RECORDS FOR THE EXERCISE |
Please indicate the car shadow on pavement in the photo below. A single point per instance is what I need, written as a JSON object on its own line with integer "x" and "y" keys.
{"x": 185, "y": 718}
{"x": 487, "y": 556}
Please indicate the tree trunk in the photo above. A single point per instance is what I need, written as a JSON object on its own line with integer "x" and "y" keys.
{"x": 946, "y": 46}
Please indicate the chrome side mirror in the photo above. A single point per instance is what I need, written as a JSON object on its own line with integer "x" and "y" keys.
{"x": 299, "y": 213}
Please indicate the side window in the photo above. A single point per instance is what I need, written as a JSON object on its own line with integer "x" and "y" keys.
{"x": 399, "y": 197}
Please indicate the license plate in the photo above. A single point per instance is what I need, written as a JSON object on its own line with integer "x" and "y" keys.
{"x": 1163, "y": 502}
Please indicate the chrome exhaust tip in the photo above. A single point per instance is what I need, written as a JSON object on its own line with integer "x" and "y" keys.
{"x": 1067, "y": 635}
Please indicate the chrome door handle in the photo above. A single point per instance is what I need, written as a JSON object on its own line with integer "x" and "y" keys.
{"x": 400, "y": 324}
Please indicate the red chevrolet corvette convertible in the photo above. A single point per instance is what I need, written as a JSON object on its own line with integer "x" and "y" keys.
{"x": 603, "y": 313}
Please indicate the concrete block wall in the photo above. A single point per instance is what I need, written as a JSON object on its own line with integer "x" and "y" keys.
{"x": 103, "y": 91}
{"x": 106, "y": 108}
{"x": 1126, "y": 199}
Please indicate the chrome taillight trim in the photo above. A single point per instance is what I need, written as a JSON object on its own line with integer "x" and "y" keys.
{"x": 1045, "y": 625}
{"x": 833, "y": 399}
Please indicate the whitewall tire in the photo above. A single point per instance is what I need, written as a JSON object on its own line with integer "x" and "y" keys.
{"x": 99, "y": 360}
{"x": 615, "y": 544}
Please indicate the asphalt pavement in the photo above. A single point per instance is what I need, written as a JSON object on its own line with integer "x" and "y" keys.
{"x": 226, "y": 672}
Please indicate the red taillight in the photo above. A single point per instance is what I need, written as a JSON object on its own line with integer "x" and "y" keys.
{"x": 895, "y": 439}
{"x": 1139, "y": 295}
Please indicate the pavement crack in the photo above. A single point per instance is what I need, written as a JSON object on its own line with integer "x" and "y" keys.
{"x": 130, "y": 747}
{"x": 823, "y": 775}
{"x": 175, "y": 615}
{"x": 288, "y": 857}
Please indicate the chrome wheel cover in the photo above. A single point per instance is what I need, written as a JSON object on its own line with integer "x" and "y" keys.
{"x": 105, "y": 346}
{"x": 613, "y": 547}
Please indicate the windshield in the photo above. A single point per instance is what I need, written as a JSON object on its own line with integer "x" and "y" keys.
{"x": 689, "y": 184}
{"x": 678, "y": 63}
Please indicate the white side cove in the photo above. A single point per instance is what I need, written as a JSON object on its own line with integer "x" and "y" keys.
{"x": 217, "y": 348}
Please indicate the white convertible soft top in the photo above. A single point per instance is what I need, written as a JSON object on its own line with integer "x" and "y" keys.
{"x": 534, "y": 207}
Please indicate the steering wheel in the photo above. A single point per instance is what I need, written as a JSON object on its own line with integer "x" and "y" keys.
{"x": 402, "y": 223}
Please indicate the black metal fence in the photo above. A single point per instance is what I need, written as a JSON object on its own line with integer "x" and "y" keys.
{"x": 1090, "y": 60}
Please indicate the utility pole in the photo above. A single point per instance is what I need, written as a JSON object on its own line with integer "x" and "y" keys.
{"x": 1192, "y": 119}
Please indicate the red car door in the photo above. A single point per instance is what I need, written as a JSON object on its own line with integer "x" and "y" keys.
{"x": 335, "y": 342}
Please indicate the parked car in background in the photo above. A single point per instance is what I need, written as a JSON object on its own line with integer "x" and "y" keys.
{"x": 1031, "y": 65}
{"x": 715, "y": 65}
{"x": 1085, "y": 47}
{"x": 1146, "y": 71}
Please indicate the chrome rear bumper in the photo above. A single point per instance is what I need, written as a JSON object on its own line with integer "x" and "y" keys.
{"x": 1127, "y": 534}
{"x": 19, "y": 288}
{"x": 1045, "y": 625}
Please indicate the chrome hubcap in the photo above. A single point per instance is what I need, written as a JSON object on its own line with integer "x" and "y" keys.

GIVEN EXERCISE | Copy all of the data. Keep every word exactly as it is.

FINISHED EXERCISE |
Please indicate the car shadow on pavement in the photo below. A single point per instance is what I need, written as a JSON object on its own line with integer "x" and "y" keys.
{"x": 185, "y": 718}
{"x": 487, "y": 556}
Please indicate the tree trunk in the photo above. A single point per instance is what I need, written as a JSON object on its own line with integer "x" and "y" keys.
{"x": 946, "y": 46}
Please indicate the chrome side mirror in the photo above. A single point per instance is what I need, written as a JSON object on its own line with integer "x" and "y" keys.
{"x": 299, "y": 213}
Please indicate the side window in the photo above. A single point per instance is what I need, written as a JSON object on its own line with integer "x" and "y" keys.
{"x": 399, "y": 197}
Please indicate the license plate in the photo above. A single point per instance is what I need, written as a JSON object on its own line with integer "x" and "y" keys.
{"x": 1163, "y": 502}
Please indicate the chrome exhaust tip in the photo above. A single point per instance is what I need, written as a JSON object on its own line with integer "x" and "y" keys.
{"x": 1067, "y": 635}
Please indicate the chrome door handle in the photo above. A single point per instance is what I need, written as a JSON object on its own line with integer "x" and "y" keys.
{"x": 400, "y": 324}
Please indicate the red chevrolet corvette convertible in the photo above. A single point per instance is what I need, written as a JSON object on its own line with integer "x" and "y" keys.
{"x": 603, "y": 313}
Please indicate the concrete block wall in the photo above. A single point per instance is what I need, written as a JSON object on its own line with integer "x" and "y" keys.
{"x": 103, "y": 91}
{"x": 106, "y": 108}
{"x": 1126, "y": 199}
Please indicate the chrome taillight trim in the photo above. A single point per instance is what I need, written as a JSON object on its own line with integer "x" and "y" keys.
{"x": 1045, "y": 625}
{"x": 833, "y": 399}
Please indicate the whitewall tire in the photo above. A single point per instance is what I need, written as a JSON object on its own line with integer "x" and "y" keys.
{"x": 99, "y": 360}
{"x": 615, "y": 544}
Please indicate the asphalt pavement in the photo above. A single point per instance is what I need, written as a JSON object on its own line with integer "x" and "y" keys.
{"x": 226, "y": 672}
Please indicate the red taillight in the photo above. A single point per instance is what I need, written as a JSON object on its own line with integer "x" and "y" keys.
{"x": 895, "y": 439}
{"x": 1139, "y": 295}
Please indicate the pavement crack in the photo above. A single point per instance is what I need, written as a JSON object on its own line with integer "x" and "y" keys.
{"x": 130, "y": 747}
{"x": 823, "y": 775}
{"x": 175, "y": 615}
{"x": 288, "y": 857}
Please indicate the chrome wheel cover in the photo above. A single point per instance is what I need, written as a JSON object on its own line with integer "x" and "y" keys.
{"x": 105, "y": 346}
{"x": 613, "y": 547}
Please indicate the windshield in the photo above. A single point per instance is what I need, written as a JSON object on its own line with integer "x" and "y" keys.
{"x": 689, "y": 184}
{"x": 678, "y": 63}
Please indicate the white side cove in the photo above. A single point per instance is what I need, written as a JSON object on its own line with integer "x" and "y" keys.
{"x": 217, "y": 348}
Please indicate the white convertible soft top in the photo above. A single point per instance is what I need, written as a JSON object on its own line with integer "x" and "y" keys.
{"x": 534, "y": 207}
Please indicate the steering wheel in the photo above. A single point per instance is what I need, written as a JSON object on its own line with integer "x" and "y" keys.
{"x": 402, "y": 223}
Please indicate the black metal fence in the photo above. A single point per instance is what I need, written as a JSON object on its own line with integer "x" and "y" keys.
{"x": 1090, "y": 60}
Please indicate the utility pole in the photo above. A single point per instance is what I need, written as a JSON object on its own line with integer "x" and "y" keys.
{"x": 1192, "y": 119}
Please indicate the red car door in the photo above. A single point per instance is what I need, written as a JSON object on its own line with integer "x" and "y" keys.
{"x": 335, "y": 342}
Please indicate the parked car in background in the photo above. A single point per instance is what I need, written as a JSON object on its own line with integer "x" and "y" keys.
{"x": 1031, "y": 65}
{"x": 715, "y": 65}
{"x": 1085, "y": 47}
{"x": 1146, "y": 71}
Please indicate the chrome rear bumper in the photo above. A single point per instance is what I need, written as a JSON object on its own line with integer "x" and "y" keys.
{"x": 1127, "y": 534}
{"x": 19, "y": 288}
{"x": 1045, "y": 625}
Please indicate the chrome hubcap in the photo above. A single point per instance is what I need, written as a JSON object on its own line with integer "x" and "y" keys.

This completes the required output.